(Point annotation records)
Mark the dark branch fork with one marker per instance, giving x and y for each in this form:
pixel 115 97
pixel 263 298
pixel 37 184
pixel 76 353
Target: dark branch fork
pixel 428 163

What is asked:
Edit the records above so that every "dark branch fork" becomes "dark tree fork", keeping everything else the same.

Solution to this task:
Mark the dark tree fork with one marker per instance, giving x and y for each in this form:
pixel 115 97
pixel 263 298
pixel 37 184
pixel 76 353
Target: dark tree fork
pixel 428 163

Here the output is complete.